Rose said he agreed with what the students were protesting, but was mostly focused on keeping the dorm he was a resident fellow at safe.

As in spring of 1970, classes were canceled and students were sent home in spring 2020, but for a different reason: the COVID-19 pandemic.

The pandemic not only affected students’ classes and living situations, but affected the plans of 2020 seniors as well.

Dakota Holden, a class of 2020 graduate with a degree in radio, television and digital media, planned to move to Nashville in August.

“There were just so many different questions and concerns around that time that it made a whole lot of sense to remain here [and] move somewhere where I could remain isolated,” Holden said.

Holden said his plan is to make the move and try his best to keep up in the music industry, which he said is “already chaotic.”

────────────────

▸ Explore the material:
1/ From the passage about the 1970 and 2020 campus closures, reproduce the text starting at "The pandemic not" and ending at "Nashville in August.".
2/ List the fields named in Holden's degree in the passage about the 1970 and 2020 campus closures.

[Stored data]

────────────────

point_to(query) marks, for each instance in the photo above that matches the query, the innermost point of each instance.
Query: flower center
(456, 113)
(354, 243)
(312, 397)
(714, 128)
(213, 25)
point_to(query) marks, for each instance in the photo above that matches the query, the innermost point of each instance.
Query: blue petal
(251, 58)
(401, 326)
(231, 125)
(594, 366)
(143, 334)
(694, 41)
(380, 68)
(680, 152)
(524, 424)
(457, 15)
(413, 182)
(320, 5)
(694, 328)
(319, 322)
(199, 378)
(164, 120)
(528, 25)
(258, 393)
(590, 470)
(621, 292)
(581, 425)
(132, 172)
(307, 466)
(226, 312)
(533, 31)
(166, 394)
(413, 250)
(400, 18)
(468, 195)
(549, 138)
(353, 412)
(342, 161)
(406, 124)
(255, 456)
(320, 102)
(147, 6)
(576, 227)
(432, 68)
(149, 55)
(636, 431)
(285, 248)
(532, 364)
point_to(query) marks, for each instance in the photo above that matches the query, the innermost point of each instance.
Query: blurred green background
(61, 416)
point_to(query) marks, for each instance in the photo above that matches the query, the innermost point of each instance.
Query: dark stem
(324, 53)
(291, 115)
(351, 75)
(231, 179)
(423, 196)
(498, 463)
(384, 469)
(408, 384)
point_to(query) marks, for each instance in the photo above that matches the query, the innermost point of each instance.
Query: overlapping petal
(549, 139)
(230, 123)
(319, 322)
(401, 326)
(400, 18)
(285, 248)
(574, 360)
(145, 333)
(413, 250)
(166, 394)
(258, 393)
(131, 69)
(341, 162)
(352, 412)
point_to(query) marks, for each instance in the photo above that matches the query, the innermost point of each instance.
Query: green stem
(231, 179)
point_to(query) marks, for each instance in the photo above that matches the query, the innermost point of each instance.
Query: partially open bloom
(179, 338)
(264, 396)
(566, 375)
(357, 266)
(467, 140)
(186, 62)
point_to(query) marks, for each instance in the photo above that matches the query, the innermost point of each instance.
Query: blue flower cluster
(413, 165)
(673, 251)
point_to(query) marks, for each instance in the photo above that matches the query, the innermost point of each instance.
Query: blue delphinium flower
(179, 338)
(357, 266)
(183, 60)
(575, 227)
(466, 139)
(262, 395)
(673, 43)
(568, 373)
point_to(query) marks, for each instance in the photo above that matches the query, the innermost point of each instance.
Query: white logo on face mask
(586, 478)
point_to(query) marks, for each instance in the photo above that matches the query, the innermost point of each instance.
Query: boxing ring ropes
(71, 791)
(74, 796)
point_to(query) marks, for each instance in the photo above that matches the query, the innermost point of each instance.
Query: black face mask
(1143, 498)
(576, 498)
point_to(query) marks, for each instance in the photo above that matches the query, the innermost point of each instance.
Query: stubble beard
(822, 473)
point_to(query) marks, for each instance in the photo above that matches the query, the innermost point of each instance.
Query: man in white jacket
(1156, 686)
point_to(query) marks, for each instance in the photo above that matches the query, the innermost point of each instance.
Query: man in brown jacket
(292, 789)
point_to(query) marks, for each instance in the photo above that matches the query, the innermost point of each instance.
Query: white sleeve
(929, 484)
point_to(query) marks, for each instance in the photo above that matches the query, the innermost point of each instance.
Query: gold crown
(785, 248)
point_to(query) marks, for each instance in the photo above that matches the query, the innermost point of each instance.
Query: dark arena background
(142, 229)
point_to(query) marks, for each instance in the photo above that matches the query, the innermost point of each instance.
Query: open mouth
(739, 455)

────────────────

▸ Written responses:
1/
The pandemic not only affected students’ classes and living situations, but affected the plans of 2020 seniors as well.

Dakota Holden, a class of 2020 graduate with a degree in radio, television and digital media, planned to move to Nashville in August.

2/ Radio, television, digital media